- TASK PROMPT -
In the White Castle passage below, quote the part starting with "White Castle has" and going on through "for so long.".

- PASSAGE SHOWN -
******

A car or a truck’s cabin is the ideal place to consume the main subject of this frame: the White Castle hamburger. I enjoyed six of the tasty burgers this day, but many times I have eaten far, far more than that.
Where I come from, “Buy’em by the sack” isn’t a slogan, it’s a mandate.
I grew up just around the corner from a White Castle, in fact the very one that I visited this summer. Well, not the very one. As with many of the restaurant chain’s older stores, this one was rebuilt from the asphalt up some years back, to better accommodate traffic flow for the oh-so-crucial drive-thru trade.
White Castle has always been the most convenient of places to fall into and satisfy your craving, no matter when it might strike. For as long as I can remember the restaurants have been open 24 hours a day, including holidays (yes, the Thanksgiving stuffing is good; I’ve had it). The only day that the stores are not open is Christmas.
Of course, it’s only convenient if you happen to live near one of the 400 or so White Castle restaurants in the U.S., which I no longer do. I have to travel through five states before reaching a store. The nearest locations to my current home are in New York and New Jersey, more than 300 miles away.
This seems to me an unnecessarily cruel and unusual siting strategy for a restaurant company that I have been so loyal to and for so long.
Doesn’t it?
I mean, would it kill these jokers to throw a store up someplace in the New England states? We have electricity up here, you know. Indoor plumbing too.
The way I figure, they owe me at least that much. I haven’t just spent sacks full of money in their restaurants over the years. What about the ways in which I have fiercely defended their product against those who are so quick to malign it. Doesn’t that count for something?

******

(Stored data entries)
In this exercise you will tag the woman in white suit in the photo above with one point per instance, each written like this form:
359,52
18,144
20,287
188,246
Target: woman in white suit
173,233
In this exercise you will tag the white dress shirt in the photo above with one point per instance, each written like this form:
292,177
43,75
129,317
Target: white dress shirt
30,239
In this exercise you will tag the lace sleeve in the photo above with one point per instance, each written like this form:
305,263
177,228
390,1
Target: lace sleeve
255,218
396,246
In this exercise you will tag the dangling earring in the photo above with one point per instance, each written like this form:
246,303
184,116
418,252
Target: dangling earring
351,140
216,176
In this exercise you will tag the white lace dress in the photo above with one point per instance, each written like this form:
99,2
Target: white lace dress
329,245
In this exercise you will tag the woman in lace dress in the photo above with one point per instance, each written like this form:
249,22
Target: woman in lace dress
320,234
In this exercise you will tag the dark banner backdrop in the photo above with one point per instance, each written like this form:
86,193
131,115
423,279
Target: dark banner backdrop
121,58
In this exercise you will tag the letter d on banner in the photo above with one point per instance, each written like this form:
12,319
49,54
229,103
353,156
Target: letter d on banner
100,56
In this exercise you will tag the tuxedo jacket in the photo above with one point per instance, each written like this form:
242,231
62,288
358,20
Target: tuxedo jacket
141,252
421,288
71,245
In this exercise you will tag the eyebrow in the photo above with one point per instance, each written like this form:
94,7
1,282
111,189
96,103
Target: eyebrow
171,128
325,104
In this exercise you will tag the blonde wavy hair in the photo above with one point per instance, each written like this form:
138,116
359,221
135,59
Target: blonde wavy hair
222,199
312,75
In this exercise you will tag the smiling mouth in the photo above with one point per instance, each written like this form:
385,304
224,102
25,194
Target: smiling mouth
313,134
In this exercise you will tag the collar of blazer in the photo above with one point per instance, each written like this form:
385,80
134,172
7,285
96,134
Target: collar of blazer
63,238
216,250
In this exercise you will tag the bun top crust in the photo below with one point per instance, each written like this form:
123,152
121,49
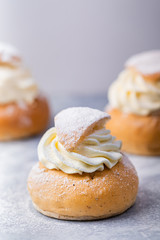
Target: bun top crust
147,64
74,124
9,55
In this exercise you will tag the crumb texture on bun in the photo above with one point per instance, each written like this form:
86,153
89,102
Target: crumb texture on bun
83,197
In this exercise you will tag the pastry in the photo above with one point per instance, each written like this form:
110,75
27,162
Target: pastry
23,110
81,174
134,105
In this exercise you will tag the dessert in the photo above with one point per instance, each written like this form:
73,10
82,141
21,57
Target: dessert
134,105
23,110
81,174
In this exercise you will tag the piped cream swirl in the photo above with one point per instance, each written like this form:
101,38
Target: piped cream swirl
130,93
97,150
16,85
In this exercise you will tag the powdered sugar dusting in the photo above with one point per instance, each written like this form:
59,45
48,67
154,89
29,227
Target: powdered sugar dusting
147,62
73,123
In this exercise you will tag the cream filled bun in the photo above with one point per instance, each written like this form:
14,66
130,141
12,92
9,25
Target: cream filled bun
81,174
23,110
134,104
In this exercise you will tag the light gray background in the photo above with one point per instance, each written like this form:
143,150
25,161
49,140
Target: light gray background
79,46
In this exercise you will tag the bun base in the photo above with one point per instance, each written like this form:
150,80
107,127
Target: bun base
139,134
18,121
83,197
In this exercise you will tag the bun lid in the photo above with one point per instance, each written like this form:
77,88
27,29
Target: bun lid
74,124
146,63
9,54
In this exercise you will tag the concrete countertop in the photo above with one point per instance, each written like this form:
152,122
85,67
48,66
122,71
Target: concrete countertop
19,220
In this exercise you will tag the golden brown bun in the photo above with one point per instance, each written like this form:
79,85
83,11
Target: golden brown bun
151,78
83,197
22,121
139,134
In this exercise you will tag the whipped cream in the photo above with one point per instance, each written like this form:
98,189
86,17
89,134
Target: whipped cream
96,150
130,93
16,85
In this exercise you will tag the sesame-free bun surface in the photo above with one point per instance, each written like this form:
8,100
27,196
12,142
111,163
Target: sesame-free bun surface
139,134
83,197
23,120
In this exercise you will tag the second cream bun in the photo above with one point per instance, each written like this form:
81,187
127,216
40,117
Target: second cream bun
139,134
19,121
91,196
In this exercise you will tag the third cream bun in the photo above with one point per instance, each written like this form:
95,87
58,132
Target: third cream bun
139,134
62,193
83,197
19,121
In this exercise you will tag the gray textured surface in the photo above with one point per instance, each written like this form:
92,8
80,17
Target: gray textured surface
19,220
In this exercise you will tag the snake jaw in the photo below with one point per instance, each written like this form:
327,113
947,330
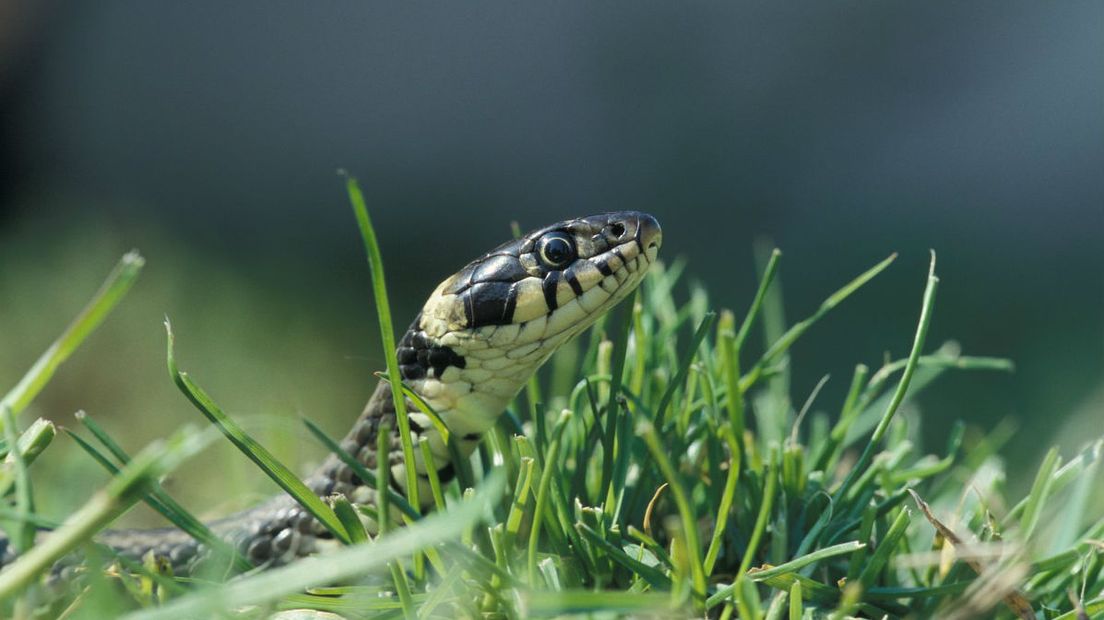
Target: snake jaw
486,329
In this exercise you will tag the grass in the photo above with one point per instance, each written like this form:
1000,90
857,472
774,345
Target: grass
661,471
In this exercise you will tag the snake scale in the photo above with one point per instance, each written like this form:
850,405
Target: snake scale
479,337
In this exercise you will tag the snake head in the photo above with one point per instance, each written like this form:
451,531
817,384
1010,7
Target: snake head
569,274
486,329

******

- TASK ANSWER -
White Castle has always been the most convenient of places to fall into and satisfy your craving, no matter when it might strike. For as long as I can remember the restaurants have been open 24 hours a day, including holidays (yes, the Thanksgiving stuffing is good; I’ve had it). The only day that the stores are not open is Christmas.
Of course, it’s only convenient if you happen to live near one of the 400 or so White Castle restaurants in the U.S., which I no longer do. I have to travel through five states before reaching a store. The nearest locations to my current home are in New York and New Jersey, more than 300 miles away.
This seems to me an unnecessarily cruel and unusual siting strategy for a restaurant company that I have been so loyal to and for so long.